§ **SHORT PROBLEM**
Please copy the records below word for word, starting at the line that contains "Indicate the yellow" and going through the end of the records.
━━━━━ MATERIALS PROVIDED ━━━━━
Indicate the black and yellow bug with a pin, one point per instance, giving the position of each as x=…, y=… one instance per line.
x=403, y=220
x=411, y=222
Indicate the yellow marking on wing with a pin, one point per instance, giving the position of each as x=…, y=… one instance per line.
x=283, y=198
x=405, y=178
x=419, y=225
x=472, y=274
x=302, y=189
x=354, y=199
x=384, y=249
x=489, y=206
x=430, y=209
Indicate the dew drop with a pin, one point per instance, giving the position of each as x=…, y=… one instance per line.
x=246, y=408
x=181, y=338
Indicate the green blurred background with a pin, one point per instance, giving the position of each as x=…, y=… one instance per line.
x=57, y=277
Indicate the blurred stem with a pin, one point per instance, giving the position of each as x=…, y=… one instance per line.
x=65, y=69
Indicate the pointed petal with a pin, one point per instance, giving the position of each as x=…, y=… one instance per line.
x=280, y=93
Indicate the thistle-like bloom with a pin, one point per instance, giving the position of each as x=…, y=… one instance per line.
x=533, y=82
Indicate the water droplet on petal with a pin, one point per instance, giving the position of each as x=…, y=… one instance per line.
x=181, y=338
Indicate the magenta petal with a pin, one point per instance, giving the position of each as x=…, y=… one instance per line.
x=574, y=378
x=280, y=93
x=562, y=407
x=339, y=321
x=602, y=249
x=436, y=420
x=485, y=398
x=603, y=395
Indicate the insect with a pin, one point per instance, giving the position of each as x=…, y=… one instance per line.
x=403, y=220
━━━━━
§ **FULL RESPONSE**
Indicate the yellow marking on wing with a pin, one point per instance, giving the position of each as x=…, y=… one instance per line.
x=283, y=198
x=405, y=178
x=419, y=225
x=472, y=274
x=302, y=189
x=354, y=199
x=384, y=249
x=489, y=206
x=430, y=209
Indicate the dew drop with a pin, one point per instance, giving the position of each as x=…, y=… one instance per line.
x=246, y=408
x=181, y=338
Indicate the green blurred background with a pin, one point per instance, giving the position of each as x=…, y=… one instance per line.
x=57, y=277
Indicate the blurred stem with a pin, one point per instance, giving the position of each as x=…, y=… one instance per line.
x=65, y=69
Indicate the pointed petal with a pin, one point per instance, giving the position of each as x=…, y=… one instance per line.
x=280, y=93
Indicate the thistle-like bloom with a pin, one point per instance, giving the position of each as x=…, y=… one instance per line.
x=533, y=82
Indicate the water droplet on petal with a pin, one point per instance, giving the position of each as x=…, y=… one instance per line.
x=181, y=338
Indicate the magenta petal with a pin, one point per instance, giving the position of each as x=…, y=… one instance per line.
x=574, y=378
x=280, y=93
x=562, y=407
x=339, y=321
x=602, y=249
x=436, y=420
x=485, y=398
x=603, y=395
Indicate the insect with a pin, one point per instance, giving the position of each as x=…, y=… one instance per line.
x=403, y=220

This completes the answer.